# N or HO



## LycomingWarrior (Nov 14, 2010)

I haven't set up a train set in 20 years. Years ago, I set up my Dad's Lionel set around Christmas. 

I'm looking to get back in the hobby during the winter months. But I am not sure if I should setup an N or HO set. 

What are the pros and cons for each set?

Thanks


----------



## Smokestack Lightning (Oct 31, 2010)

You might cause a war over this thread:laugh: 
I like HO because it is the most popular, so parts etc are easy to find. N scale can obviously be fit in a smaller space.


----------



## tjcruiser (Jan 10, 2010)

HO is definitely more common, and easier/cheaper to find second-hand stuff to get started. Also, more accessories (buildings, scenery items, etc.) are available in HO.

That said, the small size of N offers great layout possibilities for those limited with small space.

You might want to peek at the Walthers website, or perhaps get on the mailing list for their monthly catalogs. They are a large dealer/distributor for both HO and N, and simply delving into the catalog or their website might spark your ideas, thinking, and questions.

Regards,

TJ


----------



## tankist (Jun 11, 2009)

LycomingWarrior said:


> But I am not sure if I should setup an N or HO set.
> 
> What are the pros and cons for each set?


I'm not sure which sandwich to make, peanut butter and jelly or mayo and salami. what are the pros and cons for each ? 

what is the pros of N? its smaller then HO
what is the pros of HO? its larger then N 

this is very individual question. i'm modeling HO for number of reasons. with that as good of a reasons as i might have, they are absolutely irrelevant to someone who decided on N. 

look at both and decided which one tastes better to you


----------



## modeltrainhead (Nov 15, 2009)

HO ALL THE WAY 

its big enough to see small enough for a 4x8 layout


----------



## gc53dfgc (Apr 13, 2010)

I personally would go with HO scale as there are as stated above many more buildgs scenery and detailling items to choose from. I have noticed that HO buildings are generally more detailed than N scale buildings as it is harder to put a lot of detail on N scale buildings. HO trains are generally more detailed than N scale trains but N scale trains can be very detailed to just not as cheaply as HO trains are. HO takes up a lot of space like a 4x8 for a basic oval with a turnout with two sidings. Also it is easier to notice and admire the details in HO like the manufacter plates on a GE locomotive without needing a magnifying glass.
____
WHAT IS NEEDED: Render this sentence from the thread on N versus HO scale in Spanish: "Also, more accessories (buildings, scenery items, etc.) are available in HO." The items after this thread aren't needed for anything here.
____
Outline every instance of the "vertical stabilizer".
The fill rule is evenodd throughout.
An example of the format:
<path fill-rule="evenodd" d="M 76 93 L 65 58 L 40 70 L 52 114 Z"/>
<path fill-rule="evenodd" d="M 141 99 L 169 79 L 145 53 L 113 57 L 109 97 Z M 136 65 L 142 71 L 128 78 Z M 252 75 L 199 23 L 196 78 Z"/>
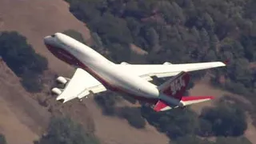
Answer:
<path fill-rule="evenodd" d="M 171 79 L 160 85 L 158 89 L 161 93 L 169 97 L 181 100 L 189 82 L 189 74 L 182 71 Z"/>

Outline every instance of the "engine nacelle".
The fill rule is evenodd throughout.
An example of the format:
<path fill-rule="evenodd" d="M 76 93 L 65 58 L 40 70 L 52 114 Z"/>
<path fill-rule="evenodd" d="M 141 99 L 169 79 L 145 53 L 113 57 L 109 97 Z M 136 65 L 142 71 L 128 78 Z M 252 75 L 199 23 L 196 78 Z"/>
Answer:
<path fill-rule="evenodd" d="M 64 85 L 68 82 L 68 80 L 63 77 L 58 77 L 58 78 L 56 80 L 58 82 L 64 84 Z"/>
<path fill-rule="evenodd" d="M 163 63 L 163 65 L 171 65 L 171 64 L 172 64 L 172 63 L 167 62 L 166 62 Z"/>
<path fill-rule="evenodd" d="M 126 62 L 121 62 L 121 65 L 130 65 L 130 63 L 127 63 Z"/>
<path fill-rule="evenodd" d="M 57 88 L 57 87 L 54 87 L 54 88 L 53 88 L 53 89 L 51 90 L 51 92 L 53 92 L 53 93 L 55 94 L 59 95 L 59 94 L 61 94 L 62 93 L 62 90 L 58 89 L 58 88 Z"/>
____
TASK RESPONSE: Además, hay más accesorios (edificios, elementos de paisaje, etc.) disponibles en HO.